%%

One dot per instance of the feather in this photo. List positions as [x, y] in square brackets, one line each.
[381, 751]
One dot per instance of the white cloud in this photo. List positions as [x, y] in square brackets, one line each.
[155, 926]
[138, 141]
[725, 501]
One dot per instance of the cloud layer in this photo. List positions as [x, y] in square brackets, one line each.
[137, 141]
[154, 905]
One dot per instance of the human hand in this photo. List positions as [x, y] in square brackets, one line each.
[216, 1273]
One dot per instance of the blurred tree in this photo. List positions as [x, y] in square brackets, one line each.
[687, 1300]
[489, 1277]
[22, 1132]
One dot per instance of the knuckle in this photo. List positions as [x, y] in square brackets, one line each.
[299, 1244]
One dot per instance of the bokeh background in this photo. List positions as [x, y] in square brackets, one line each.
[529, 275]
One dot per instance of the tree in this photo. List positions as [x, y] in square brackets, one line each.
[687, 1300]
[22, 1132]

%%
%%

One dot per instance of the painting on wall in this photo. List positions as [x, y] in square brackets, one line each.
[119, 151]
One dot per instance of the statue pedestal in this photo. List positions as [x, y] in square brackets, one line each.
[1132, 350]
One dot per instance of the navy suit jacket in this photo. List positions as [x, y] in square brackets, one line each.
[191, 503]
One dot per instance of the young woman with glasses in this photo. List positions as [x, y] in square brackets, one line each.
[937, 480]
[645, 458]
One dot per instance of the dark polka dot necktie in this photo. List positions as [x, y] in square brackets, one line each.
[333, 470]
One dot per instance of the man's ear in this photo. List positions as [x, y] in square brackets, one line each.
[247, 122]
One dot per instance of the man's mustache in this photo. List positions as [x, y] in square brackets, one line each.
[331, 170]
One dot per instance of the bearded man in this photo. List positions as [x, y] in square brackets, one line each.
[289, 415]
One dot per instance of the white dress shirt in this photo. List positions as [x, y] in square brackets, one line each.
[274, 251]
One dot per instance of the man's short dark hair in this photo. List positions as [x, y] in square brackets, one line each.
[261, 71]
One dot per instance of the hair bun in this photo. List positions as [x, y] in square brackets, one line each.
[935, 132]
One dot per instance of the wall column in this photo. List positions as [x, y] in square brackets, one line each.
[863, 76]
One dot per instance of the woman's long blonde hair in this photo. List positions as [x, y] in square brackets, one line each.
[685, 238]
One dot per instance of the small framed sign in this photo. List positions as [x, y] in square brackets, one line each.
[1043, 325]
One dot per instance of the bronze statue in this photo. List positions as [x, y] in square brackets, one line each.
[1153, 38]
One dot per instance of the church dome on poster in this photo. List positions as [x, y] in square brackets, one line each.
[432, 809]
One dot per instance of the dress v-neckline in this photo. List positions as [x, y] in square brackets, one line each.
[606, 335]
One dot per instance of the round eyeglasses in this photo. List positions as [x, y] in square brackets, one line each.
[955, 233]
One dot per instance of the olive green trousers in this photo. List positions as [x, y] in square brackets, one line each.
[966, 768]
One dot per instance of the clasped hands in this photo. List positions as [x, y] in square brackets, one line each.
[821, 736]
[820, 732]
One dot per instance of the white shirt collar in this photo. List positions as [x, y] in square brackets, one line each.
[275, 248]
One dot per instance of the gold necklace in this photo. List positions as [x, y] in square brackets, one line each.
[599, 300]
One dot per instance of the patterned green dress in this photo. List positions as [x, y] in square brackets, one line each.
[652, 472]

%%

▶ _The task_:
Please gather every line of the material above that contains the word "hair", copying each such line in full.

▶ _Output_:
One dot per instance of the man's short dark hair in this photo. List positions as [x, y] in square brackets, one line each.
One dot per instance of the hair bun in this photo. List positions as [x, y] in square brackets, one line each.
One dot per instance of the woman's long blonde hair in this photo. List positions as [x, y] in square brackets, one line each.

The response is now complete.